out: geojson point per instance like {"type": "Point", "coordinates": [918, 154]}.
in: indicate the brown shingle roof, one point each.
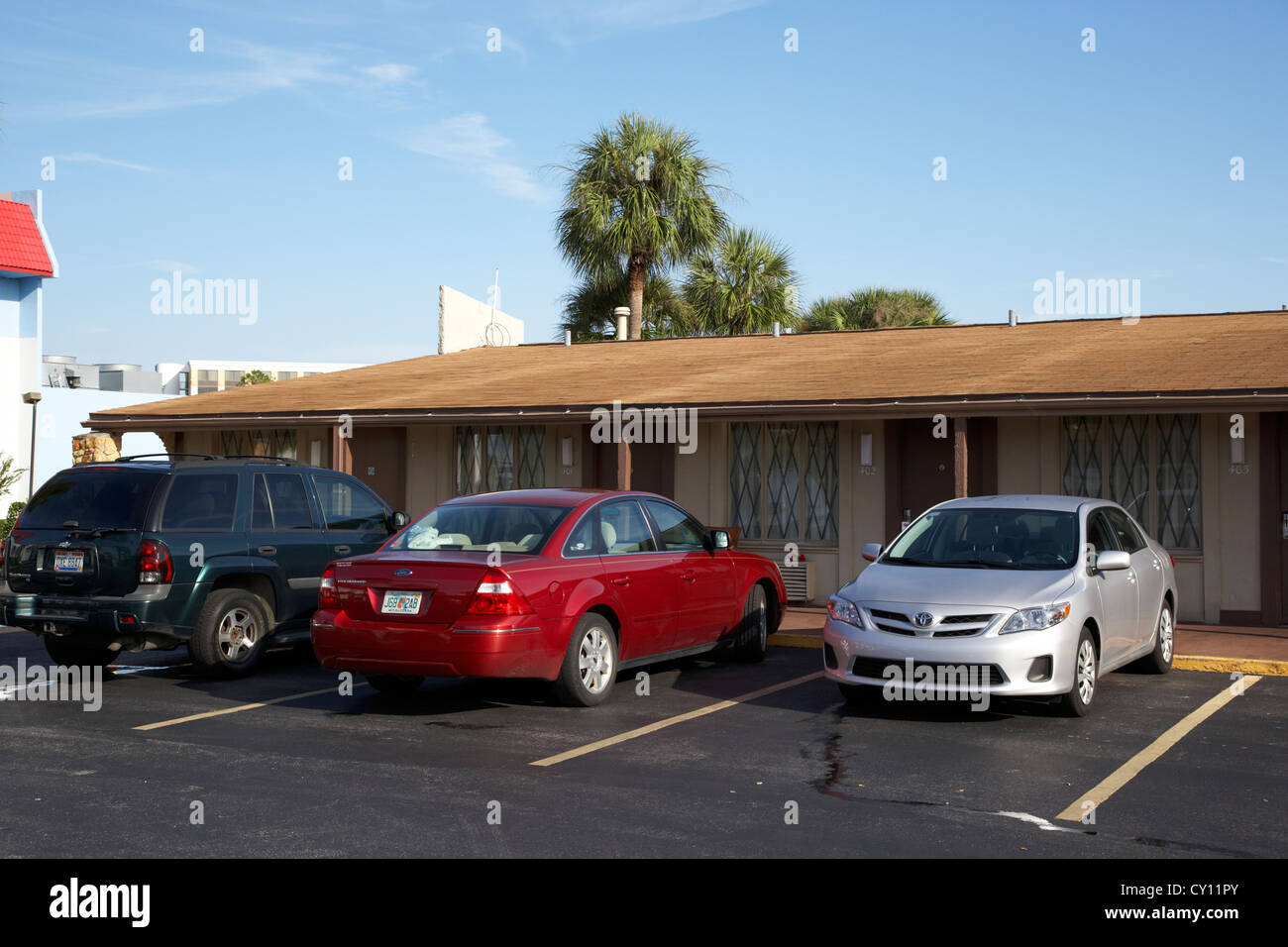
{"type": "Point", "coordinates": [1159, 355]}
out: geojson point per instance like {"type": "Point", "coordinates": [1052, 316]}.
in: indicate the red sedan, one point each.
{"type": "Point", "coordinates": [565, 585]}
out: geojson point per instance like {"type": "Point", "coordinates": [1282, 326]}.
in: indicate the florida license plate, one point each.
{"type": "Point", "coordinates": [400, 603]}
{"type": "Point", "coordinates": [68, 562]}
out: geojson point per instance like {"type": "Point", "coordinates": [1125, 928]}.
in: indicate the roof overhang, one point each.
{"type": "Point", "coordinates": [999, 406]}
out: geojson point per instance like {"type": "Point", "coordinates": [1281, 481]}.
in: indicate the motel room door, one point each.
{"type": "Point", "coordinates": [922, 474]}
{"type": "Point", "coordinates": [380, 463]}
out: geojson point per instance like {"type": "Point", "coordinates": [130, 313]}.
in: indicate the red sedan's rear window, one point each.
{"type": "Point", "coordinates": [483, 527]}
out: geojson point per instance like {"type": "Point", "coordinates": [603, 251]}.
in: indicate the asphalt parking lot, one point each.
{"type": "Point", "coordinates": [715, 761]}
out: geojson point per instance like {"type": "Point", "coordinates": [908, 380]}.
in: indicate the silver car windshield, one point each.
{"type": "Point", "coordinates": [964, 538]}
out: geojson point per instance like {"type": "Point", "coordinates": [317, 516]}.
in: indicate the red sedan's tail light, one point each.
{"type": "Point", "coordinates": [327, 594]}
{"type": "Point", "coordinates": [497, 595]}
{"type": "Point", "coordinates": [155, 566]}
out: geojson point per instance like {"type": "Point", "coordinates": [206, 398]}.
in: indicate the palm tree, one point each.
{"type": "Point", "coordinates": [589, 309]}
{"type": "Point", "coordinates": [876, 307]}
{"type": "Point", "coordinates": [745, 285]}
{"type": "Point", "coordinates": [639, 201]}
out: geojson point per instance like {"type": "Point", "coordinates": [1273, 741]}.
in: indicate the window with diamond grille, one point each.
{"type": "Point", "coordinates": [278, 442]}
{"type": "Point", "coordinates": [784, 480]}
{"type": "Point", "coordinates": [1128, 464]}
{"type": "Point", "coordinates": [745, 478]}
{"type": "Point", "coordinates": [1082, 457]}
{"type": "Point", "coordinates": [1150, 467]}
{"type": "Point", "coordinates": [500, 458]}
{"type": "Point", "coordinates": [1180, 523]}
{"type": "Point", "coordinates": [820, 482]}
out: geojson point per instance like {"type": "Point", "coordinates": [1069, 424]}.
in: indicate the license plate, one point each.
{"type": "Point", "coordinates": [68, 562]}
{"type": "Point", "coordinates": [400, 603]}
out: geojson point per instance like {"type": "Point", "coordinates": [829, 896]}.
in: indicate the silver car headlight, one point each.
{"type": "Point", "coordinates": [1031, 618]}
{"type": "Point", "coordinates": [844, 609]}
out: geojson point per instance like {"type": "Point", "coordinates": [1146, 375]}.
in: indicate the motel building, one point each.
{"type": "Point", "coordinates": [815, 444]}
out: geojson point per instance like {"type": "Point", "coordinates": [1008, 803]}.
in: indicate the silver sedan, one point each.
{"type": "Point", "coordinates": [1004, 595]}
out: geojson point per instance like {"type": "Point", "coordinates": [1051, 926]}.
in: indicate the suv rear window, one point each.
{"type": "Point", "coordinates": [93, 497]}
{"type": "Point", "coordinates": [201, 501]}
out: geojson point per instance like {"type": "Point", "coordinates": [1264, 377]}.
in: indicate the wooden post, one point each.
{"type": "Point", "coordinates": [960, 484]}
{"type": "Point", "coordinates": [623, 466]}
{"type": "Point", "coordinates": [342, 458]}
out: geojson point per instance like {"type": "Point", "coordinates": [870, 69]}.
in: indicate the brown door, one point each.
{"type": "Point", "coordinates": [1282, 512]}
{"type": "Point", "coordinates": [653, 468]}
{"type": "Point", "coordinates": [380, 463]}
{"type": "Point", "coordinates": [925, 474]}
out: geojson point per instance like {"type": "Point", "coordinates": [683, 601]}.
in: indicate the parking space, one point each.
{"type": "Point", "coordinates": [716, 758]}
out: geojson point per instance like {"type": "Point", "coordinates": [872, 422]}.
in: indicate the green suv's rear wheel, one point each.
{"type": "Point", "coordinates": [231, 633]}
{"type": "Point", "coordinates": [75, 652]}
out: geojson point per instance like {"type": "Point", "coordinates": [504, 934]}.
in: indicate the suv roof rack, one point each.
{"type": "Point", "coordinates": [163, 458]}
{"type": "Point", "coordinates": [263, 459]}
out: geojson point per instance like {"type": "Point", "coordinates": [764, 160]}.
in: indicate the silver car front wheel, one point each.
{"type": "Point", "coordinates": [1077, 702]}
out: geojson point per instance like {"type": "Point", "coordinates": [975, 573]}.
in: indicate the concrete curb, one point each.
{"type": "Point", "coordinates": [1184, 663]}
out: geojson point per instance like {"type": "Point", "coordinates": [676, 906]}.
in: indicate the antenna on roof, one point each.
{"type": "Point", "coordinates": [494, 334]}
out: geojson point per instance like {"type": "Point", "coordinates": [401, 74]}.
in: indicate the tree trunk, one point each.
{"type": "Point", "coordinates": [636, 321]}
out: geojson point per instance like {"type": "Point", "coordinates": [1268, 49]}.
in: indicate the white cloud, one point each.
{"type": "Point", "coordinates": [468, 142]}
{"type": "Point", "coordinates": [389, 72]}
{"type": "Point", "coordinates": [635, 14]}
{"type": "Point", "coordinates": [89, 158]}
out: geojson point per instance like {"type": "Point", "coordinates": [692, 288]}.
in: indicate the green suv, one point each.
{"type": "Point", "coordinates": [220, 553]}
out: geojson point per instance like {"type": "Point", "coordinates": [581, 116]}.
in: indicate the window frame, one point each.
{"type": "Point", "coordinates": [803, 458]}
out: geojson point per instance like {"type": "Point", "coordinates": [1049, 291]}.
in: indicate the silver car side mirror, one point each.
{"type": "Point", "coordinates": [1113, 560]}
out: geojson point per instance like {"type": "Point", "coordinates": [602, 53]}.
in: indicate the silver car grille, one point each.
{"type": "Point", "coordinates": [940, 625]}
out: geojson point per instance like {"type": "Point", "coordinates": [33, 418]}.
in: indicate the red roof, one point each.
{"type": "Point", "coordinates": [21, 248]}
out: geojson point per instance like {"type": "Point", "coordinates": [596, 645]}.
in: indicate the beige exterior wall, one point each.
{"type": "Point", "coordinates": [1224, 578]}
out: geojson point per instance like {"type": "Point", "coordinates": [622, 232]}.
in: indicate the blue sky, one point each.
{"type": "Point", "coordinates": [1113, 163]}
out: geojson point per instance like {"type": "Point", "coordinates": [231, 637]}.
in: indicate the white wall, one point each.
{"type": "Point", "coordinates": [59, 419]}
{"type": "Point", "coordinates": [20, 371]}
{"type": "Point", "coordinates": [463, 324]}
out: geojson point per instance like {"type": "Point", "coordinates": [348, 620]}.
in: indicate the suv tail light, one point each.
{"type": "Point", "coordinates": [327, 594]}
{"type": "Point", "coordinates": [497, 595]}
{"type": "Point", "coordinates": [155, 566]}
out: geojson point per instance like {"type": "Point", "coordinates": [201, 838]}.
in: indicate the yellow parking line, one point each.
{"type": "Point", "coordinates": [1244, 665]}
{"type": "Point", "coordinates": [1127, 771]}
{"type": "Point", "coordinates": [236, 710]}
{"type": "Point", "coordinates": [786, 639]}
{"type": "Point", "coordinates": [670, 722]}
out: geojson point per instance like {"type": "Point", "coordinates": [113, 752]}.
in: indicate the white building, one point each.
{"type": "Point", "coordinates": [26, 261]}
{"type": "Point", "coordinates": [204, 375]}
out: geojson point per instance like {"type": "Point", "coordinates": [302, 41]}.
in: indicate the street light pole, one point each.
{"type": "Point", "coordinates": [31, 398]}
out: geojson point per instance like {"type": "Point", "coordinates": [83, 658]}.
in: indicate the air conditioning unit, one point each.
{"type": "Point", "coordinates": [799, 579]}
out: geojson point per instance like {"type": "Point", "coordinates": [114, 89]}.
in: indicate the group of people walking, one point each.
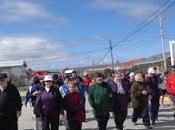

- - -

▶ _TASK DESCRIPTION_
Leave every picture out, and repeat exactly the lines from the one containing "in: indicate the street" through the last line of the entries, both ends included.

▶ _OUTPUT FOR THIS TASK_
in: indicate the street light pole, one point each.
{"type": "Point", "coordinates": [31, 398]}
out: geojson point per instance like {"type": "Point", "coordinates": [83, 658]}.
in: indicate the air conditioning unit, one point each.
{"type": "Point", "coordinates": [799, 579]}
out: geojson point per instance like {"type": "Point", "coordinates": [114, 89]}.
in: indicate the group of people walking, one point each.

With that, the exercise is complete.